> **Exercise aim**:
Transcribe the listing word for word.

[Coordinate labeling data]

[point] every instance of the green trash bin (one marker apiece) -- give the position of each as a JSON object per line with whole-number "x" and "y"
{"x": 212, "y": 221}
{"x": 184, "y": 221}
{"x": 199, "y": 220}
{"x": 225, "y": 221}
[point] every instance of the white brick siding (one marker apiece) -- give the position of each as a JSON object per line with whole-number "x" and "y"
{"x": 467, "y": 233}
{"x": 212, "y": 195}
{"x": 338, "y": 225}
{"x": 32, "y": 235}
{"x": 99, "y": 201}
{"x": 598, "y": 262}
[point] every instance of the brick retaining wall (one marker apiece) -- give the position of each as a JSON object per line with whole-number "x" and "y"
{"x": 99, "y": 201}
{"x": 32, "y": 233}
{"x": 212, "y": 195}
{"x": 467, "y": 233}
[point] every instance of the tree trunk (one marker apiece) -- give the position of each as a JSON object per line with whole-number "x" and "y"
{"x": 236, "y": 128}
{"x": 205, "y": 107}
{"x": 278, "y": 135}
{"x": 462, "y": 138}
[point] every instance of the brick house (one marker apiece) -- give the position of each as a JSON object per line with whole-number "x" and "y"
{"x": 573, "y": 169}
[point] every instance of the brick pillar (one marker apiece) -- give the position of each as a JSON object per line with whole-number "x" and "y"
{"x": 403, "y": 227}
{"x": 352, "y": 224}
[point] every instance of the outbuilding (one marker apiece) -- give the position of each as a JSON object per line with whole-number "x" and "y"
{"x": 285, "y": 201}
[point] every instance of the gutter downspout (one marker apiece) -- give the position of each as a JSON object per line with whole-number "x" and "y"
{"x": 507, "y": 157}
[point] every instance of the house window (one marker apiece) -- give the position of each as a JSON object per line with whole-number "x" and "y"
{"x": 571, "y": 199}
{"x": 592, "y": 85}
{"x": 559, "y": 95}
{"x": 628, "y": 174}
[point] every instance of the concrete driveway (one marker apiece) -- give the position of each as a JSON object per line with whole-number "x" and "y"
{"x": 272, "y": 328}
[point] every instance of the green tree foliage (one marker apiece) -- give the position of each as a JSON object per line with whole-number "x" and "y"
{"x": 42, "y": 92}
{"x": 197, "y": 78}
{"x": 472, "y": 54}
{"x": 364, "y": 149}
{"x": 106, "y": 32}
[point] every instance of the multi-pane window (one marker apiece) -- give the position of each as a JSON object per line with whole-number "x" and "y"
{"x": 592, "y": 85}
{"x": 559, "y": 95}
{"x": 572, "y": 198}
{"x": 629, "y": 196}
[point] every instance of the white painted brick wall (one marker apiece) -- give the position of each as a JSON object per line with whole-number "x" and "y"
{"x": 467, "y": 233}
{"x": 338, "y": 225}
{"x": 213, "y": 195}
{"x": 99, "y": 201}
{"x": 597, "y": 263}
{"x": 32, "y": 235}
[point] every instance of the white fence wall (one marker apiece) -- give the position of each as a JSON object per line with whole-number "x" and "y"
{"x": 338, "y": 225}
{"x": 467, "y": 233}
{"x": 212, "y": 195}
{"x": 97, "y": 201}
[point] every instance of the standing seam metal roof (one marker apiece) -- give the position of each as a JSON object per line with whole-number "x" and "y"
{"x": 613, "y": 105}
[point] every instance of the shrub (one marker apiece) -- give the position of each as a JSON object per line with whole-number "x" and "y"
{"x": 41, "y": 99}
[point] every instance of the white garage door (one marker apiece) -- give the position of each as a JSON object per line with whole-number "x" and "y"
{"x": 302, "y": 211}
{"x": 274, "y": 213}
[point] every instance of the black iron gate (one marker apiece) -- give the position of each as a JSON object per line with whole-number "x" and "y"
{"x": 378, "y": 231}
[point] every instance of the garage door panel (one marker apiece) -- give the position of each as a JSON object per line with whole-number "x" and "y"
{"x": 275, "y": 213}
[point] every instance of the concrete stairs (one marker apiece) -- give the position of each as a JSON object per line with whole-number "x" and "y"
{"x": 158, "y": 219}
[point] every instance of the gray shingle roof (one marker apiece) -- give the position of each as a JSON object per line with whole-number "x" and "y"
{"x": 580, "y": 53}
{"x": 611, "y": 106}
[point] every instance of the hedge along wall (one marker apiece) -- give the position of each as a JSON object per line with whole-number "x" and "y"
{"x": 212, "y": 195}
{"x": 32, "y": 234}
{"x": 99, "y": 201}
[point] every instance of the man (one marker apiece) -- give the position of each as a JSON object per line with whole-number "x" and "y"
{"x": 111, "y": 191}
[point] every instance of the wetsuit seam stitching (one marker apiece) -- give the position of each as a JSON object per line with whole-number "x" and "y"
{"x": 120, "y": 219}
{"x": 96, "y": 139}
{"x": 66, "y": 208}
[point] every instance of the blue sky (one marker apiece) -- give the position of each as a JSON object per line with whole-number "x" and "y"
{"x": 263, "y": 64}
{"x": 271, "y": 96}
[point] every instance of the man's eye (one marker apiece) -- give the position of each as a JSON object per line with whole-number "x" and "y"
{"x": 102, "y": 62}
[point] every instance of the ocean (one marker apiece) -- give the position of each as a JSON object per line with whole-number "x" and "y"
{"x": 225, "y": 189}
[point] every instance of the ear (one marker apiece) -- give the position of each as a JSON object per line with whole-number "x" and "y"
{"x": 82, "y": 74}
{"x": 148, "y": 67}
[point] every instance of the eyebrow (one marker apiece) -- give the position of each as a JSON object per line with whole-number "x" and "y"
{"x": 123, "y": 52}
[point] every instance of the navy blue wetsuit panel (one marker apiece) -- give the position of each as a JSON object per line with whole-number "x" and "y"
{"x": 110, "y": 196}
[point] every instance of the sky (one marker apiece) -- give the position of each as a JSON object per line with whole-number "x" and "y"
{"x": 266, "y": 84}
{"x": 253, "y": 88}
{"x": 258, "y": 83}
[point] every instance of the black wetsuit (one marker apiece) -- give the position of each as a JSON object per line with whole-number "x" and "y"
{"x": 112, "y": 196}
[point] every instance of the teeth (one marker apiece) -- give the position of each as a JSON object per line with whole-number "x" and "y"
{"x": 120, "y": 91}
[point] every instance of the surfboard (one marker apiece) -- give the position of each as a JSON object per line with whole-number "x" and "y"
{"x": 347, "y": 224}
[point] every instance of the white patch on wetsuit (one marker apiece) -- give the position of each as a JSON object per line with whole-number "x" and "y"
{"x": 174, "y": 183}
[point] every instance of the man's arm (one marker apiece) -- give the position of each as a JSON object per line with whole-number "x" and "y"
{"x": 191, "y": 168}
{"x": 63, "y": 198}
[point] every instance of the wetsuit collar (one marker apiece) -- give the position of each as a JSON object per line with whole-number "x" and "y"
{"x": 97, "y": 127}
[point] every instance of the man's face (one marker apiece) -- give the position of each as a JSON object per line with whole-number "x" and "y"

> **Complete output**:
[point] every instance of the green trash bin (one marker apiece) -- give the position of each as a JSON object per line with whole-number "x" and "y"
{"x": 212, "y": 221}
{"x": 184, "y": 221}
{"x": 199, "y": 220}
{"x": 225, "y": 221}
[point] every instance of the white brick siding (one marker apiece) -- give the position of each as a JSON object per line with whole-number "x" and "y"
{"x": 467, "y": 233}
{"x": 212, "y": 195}
{"x": 338, "y": 225}
{"x": 32, "y": 235}
{"x": 99, "y": 201}
{"x": 598, "y": 262}
[point] every instance of the brick retaining wall (one marker apiece) -- give the position of each as a JSON object per line with whole-number "x" and "y"
{"x": 99, "y": 201}
{"x": 32, "y": 233}
{"x": 212, "y": 195}
{"x": 467, "y": 233}
[point] every instance of the tree trunk (one marker apiece) -- give the position of each as a JSON object per line with whole-number "x" and "y"
{"x": 236, "y": 128}
{"x": 205, "y": 107}
{"x": 278, "y": 135}
{"x": 462, "y": 138}
[point] every instance of the brick house (one marker apiece) -- give the position of each as a JSON object per line with whole-number "x" and "y"
{"x": 573, "y": 169}
[point] every instance of the brick pillar (one marker apiece) -- give the position of each as a JSON object per line with whole-number "x" and "y"
{"x": 403, "y": 227}
{"x": 352, "y": 224}
[point] every instance of the outbuilding (one marker apiece) -- give the position of each as a JSON object per line with whole-number "x" and "y"
{"x": 285, "y": 201}
[point] every instance of the gutter downspout (one marker apiece) -- give the position of each as a JSON object per line with whole-number "x" and "y"
{"x": 507, "y": 157}
[point] every instance of the house window (one marker apiece) -- give the position of each as a JSON object per line with whole-number "x" and "y"
{"x": 571, "y": 199}
{"x": 592, "y": 85}
{"x": 559, "y": 95}
{"x": 628, "y": 174}
[point] every instance of the concrete driveway (one marker apiece) -- give the position of each as a JSON object per line with whole-number "x" and "y"
{"x": 272, "y": 328}
[point] every instance of the green tree foliage (one marker apiece) -- give the position of each as a JSON object per line with whole-number "x" and "y"
{"x": 42, "y": 92}
{"x": 197, "y": 78}
{"x": 472, "y": 54}
{"x": 364, "y": 149}
{"x": 106, "y": 32}
[point] every instance of the multi-pane window (one marker apiece) -- give the position of each as a JSON object per line with whole-number "x" and "y"
{"x": 592, "y": 85}
{"x": 559, "y": 95}
{"x": 572, "y": 198}
{"x": 629, "y": 196}
[point] every instance of the white painted brick wall (one marker apiece) -- give the position of each as a JSON object per line with whole-number "x" and "y"
{"x": 467, "y": 233}
{"x": 338, "y": 225}
{"x": 213, "y": 195}
{"x": 99, "y": 201}
{"x": 597, "y": 263}
{"x": 32, "y": 235}
[point] every instance of the white fence wall (one marker apiece) -- give the position of each as a JSON object per line with whole-number "x" and "y"
{"x": 338, "y": 225}
{"x": 467, "y": 233}
{"x": 212, "y": 195}
{"x": 97, "y": 201}
[point] every instance of the standing seam metal roof (one marker apiece) -- give the position of each as a JSON object per line with whole-number "x" and "y"
{"x": 613, "y": 105}
[point] every instance of the shrub (one marker apiece) -- give the position of each as a JSON object per line with whole-number "x" and "y"
{"x": 41, "y": 99}
[point] every instance of the white garage door (one marker apiece) -- give the position of each as a JSON object per line with whole-number "x" and "y"
{"x": 302, "y": 211}
{"x": 274, "y": 213}
[point] every instance of the black iron gate (one marker apiece) -- give the position of each as a JSON object per line with whole-number "x" and "y"
{"x": 378, "y": 231}
[point] every instance of the garage door panel (one marker apiece) -- give the position of each as a JSON object per line with whole-number "x" and "y"
{"x": 275, "y": 213}
[point] every instance of the concrete stairs (one marker apiece) -- give the position of each as a JSON object per line with whole-number "x" and "y"
{"x": 158, "y": 219}
[point] every instance of the gray shingle roof (one marker apiece) -- give the position of each as a JSON object per line with whole-number "x" and "y"
{"x": 580, "y": 53}
{"x": 611, "y": 106}
[point] every instance of the hedge along wall (one marker apiece) -- give the position of each as a JSON object per line with whole-number "x" and "y"
{"x": 212, "y": 195}
{"x": 32, "y": 234}
{"x": 99, "y": 201}
[point] every instance of the man (one marker apiece) -- give the position of each as a JSON object per line with whole-number "x" and "y"
{"x": 111, "y": 191}
[point] every instance of the wetsuit seam stitching (one marker apiece) -- give the position of each as a JSON object per line with whole-number "x" and "y"
{"x": 120, "y": 219}
{"x": 96, "y": 139}
{"x": 66, "y": 208}
[point] every instance of the blue sky (one marker apiece) -- give the position of each as a JSON object per line with whole-number "x" and "y"
{"x": 263, "y": 64}
{"x": 271, "y": 96}
[point] every instance of the man's eye (one marker apiece) -- give the position of each as a JSON object per line with whole-number "x" and "y"
{"x": 102, "y": 62}
[point] every instance of the ocean (one marker apiece) -- give the position of each as a JSON object per line with whole-number "x" and "y"
{"x": 225, "y": 189}
[point] every instance of the ear (one marker apiece) -- give the position of each as a JSON object per line with whole-number "x" and "y"
{"x": 82, "y": 74}
{"x": 148, "y": 67}
[point] every instance of the eyebrow (one marker apiece) -- give the position of each as a JSON object per line with whole-number "x" and "y"
{"x": 123, "y": 52}
[point] every instance of the navy blue wetsuit panel (one marker apiece) -- give the position of each as a JSON object per line with whole-number "x" and "y"
{"x": 110, "y": 196}
[point] every instance of the sky (one marker apiece) -- give the position of each as a JSON object per line with whole-number "x" and "y"
{"x": 266, "y": 84}
{"x": 253, "y": 88}
{"x": 258, "y": 83}
[point] every instance of the black wetsuit (one marker apiece) -- give the position of each as a JSON object per line with whole-number "x" and "y"
{"x": 112, "y": 196}
[point] every instance of the teeth (one marker apiece) -- give the position of each as a JSON object per line with whole-number "x" and "y"
{"x": 120, "y": 91}
[point] every instance of the surfboard (one marker apiece) -- give the position of each as a JSON object per line with whole-number "x" and "y"
{"x": 347, "y": 224}
[point] every instance of the white patch on wetsuit (one marker apiece) -- give the position of each as a JSON object per line with whole-number "x" and "y"
{"x": 174, "y": 183}
[point] every instance of the man's arm (one marker apiece) -- give the position of each as a JSON object per line with whole-number "x" and "y"
{"x": 191, "y": 168}
{"x": 63, "y": 198}
[point] every instance of the wetsuit collar (one marker apiece) -- give the position of each as a JSON object per line with whole-number "x" and "y"
{"x": 97, "y": 127}
[point] every instance of the man's face (one marker apiece) -- give the position of each as a JSON object per line with whole-number "x" and "y"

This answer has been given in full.